Challenge 1: In the Mercury Prize 2025 passage, which album won the prize?

The Mercury Prize 2025 felt different from the moment guests walked into Newcastle’s Utilita Arena. For the first time, the U.K.’s most respected album award left London, staging its “Albums of the Year” ceremony in the North East – and eventually crowning Sam Fender’s People Watching as the winner.

Twelve albums by artists from across the UK and Ireland competed for the Mercury Prize 2025 shortlist and its £25,000 award, reminding everyone that the album – not the playlist – is still the most powerful format in music.

Alongside Fender’s hometown victory, four records in particular feel tailor-made for Niche readers: stylish, risk-taking and emotionally loaded.


Golden abstract sculpture with a crystal orb on top, set against a black background. The sculpture features angular, dynamic shapes.

Mercury Prize 2025 shortlist: four albums you need to hear

From avant-club experiments to grief-soaked jazz and razor-sharp indie pop, these four albums show where British and Irish music is heading next.


FKA twigs – Eusexua (avant-pop for the dancefloor faithful)

FKA twigs’ third studio album Eusexua arrived in January 2025 as a concept in itself: she coined “eusexua” to describe a heightened, almost wordless state of clarity and physical focus – the feeling just before a creative or emotional rush.

Across 11 tracks, she pulls club culture into something intimate and almost spiritual, weaving techno, house, garage and drum’n’bass into an avant-pop record about body, desire and transformation.

  • Key track to start with: “Perfect Stranger” – a sharp, dance-pop single later added to a reissue of the album, balancing experimental production with a very accessible emotional core.

Excerpted data:

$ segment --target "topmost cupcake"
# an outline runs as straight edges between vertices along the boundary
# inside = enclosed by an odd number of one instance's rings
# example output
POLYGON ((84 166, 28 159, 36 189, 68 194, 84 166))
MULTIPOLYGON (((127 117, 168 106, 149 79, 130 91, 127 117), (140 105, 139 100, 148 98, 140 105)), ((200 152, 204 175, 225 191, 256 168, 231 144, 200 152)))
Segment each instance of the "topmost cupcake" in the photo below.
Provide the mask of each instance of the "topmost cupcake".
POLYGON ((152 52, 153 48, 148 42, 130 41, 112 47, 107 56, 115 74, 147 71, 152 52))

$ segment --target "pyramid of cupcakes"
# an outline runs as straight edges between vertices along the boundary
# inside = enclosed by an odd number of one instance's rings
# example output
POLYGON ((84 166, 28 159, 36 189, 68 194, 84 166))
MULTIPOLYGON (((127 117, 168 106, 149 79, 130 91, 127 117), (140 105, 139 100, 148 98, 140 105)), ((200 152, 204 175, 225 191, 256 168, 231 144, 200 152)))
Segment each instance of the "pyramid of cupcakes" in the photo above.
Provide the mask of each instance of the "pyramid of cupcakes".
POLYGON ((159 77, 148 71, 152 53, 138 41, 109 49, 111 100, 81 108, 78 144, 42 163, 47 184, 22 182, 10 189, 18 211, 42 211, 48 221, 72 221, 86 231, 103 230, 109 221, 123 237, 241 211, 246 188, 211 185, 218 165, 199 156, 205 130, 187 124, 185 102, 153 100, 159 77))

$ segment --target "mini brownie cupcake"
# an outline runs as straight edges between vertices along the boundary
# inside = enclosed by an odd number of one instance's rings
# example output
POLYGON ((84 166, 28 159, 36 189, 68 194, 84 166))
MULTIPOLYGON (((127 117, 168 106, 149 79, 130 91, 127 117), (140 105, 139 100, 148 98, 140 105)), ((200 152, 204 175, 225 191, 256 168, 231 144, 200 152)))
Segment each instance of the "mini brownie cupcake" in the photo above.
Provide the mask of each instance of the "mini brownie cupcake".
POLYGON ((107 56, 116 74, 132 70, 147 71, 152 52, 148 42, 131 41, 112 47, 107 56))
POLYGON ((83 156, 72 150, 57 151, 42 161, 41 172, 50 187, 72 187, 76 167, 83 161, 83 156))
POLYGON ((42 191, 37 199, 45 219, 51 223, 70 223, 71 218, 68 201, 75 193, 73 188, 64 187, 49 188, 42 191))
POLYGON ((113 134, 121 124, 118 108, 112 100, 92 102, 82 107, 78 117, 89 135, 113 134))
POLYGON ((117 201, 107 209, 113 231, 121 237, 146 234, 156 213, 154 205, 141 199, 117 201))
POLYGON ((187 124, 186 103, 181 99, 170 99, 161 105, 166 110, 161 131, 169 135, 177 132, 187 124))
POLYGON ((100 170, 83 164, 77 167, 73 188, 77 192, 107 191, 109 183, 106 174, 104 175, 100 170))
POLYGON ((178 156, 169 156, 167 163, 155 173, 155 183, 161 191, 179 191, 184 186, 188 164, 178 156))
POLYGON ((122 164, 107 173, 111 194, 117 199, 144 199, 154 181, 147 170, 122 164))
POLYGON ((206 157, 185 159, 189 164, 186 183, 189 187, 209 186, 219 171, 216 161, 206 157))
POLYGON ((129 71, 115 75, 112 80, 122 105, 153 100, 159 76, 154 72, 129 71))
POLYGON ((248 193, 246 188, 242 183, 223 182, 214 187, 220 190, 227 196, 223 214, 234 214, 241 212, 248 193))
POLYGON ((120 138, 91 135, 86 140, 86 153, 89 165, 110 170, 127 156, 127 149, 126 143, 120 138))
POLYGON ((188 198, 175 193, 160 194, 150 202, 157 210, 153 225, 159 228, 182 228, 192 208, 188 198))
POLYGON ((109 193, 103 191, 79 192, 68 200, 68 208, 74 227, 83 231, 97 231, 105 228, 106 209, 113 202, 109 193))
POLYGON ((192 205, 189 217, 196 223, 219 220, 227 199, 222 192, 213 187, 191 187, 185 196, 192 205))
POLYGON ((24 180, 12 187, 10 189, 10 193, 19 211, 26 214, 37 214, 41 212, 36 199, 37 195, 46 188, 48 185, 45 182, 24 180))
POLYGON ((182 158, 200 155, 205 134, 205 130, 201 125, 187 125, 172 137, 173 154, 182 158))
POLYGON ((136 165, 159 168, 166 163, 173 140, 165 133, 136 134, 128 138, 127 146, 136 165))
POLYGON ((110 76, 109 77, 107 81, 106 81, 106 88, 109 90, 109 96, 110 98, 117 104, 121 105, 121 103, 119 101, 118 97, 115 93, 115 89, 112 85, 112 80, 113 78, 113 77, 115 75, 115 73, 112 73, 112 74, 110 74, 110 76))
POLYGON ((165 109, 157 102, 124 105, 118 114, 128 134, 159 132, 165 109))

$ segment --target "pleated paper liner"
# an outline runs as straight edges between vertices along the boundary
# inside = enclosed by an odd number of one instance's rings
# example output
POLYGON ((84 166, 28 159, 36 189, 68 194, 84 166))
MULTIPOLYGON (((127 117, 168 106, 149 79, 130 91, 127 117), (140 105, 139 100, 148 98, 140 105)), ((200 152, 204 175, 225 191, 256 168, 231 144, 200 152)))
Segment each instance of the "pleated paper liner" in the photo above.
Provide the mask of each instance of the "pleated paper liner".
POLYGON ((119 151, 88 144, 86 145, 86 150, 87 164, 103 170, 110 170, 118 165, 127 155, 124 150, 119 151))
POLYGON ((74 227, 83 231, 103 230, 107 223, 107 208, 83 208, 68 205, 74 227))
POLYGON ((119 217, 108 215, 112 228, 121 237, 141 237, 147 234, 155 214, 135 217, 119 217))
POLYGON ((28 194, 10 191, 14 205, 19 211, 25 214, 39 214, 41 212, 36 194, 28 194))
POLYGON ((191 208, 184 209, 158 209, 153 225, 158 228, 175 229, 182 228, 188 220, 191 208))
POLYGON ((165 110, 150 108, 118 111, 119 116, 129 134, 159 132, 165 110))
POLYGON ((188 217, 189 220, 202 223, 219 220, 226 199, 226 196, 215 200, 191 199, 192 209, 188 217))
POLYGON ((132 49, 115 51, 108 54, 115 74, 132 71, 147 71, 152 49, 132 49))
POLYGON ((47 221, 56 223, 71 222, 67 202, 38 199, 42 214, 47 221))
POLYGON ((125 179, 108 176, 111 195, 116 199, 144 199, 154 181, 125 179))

Challenge 2: Output the records from their first line up to and including the line with "POLYGON ((152 52, 153" as a Markdown table with the columns Row and Record line, numbering each line and skipping blank lines.

Reply 1: Sam Fender's People Watching

Reply 2:
| Row | Record line |
|---|---|
| 1 | $ segment --target "topmost cupcake" |
| 2 | # an outline runs as straight edges between vertices along the boundary |
| 3 | # inside = enclosed by an odd number of one instance's rings |
| 4 | # example output |
| 5 | POLYGON ((84 166, 28 159, 36 189, 68 194, 84 166)) |
| 6 | MULTIPOLYGON (((127 117, 168 106, 149 79, 130 91, 127 117), (140 105, 139 100, 148 98, 140 105)), ((200 152, 204 175, 225 191, 256 168, 231 144, 200 152))) |
| 7 | Segment each instance of the "topmost cupcake" in the photo below. |
| 8 | Provide the mask of each instance of the "topmost cupcake". |
| 9 | POLYGON ((152 52, 153 48, 148 42, 130 41, 112 47, 107 56, 115 74, 147 71, 152 52)) |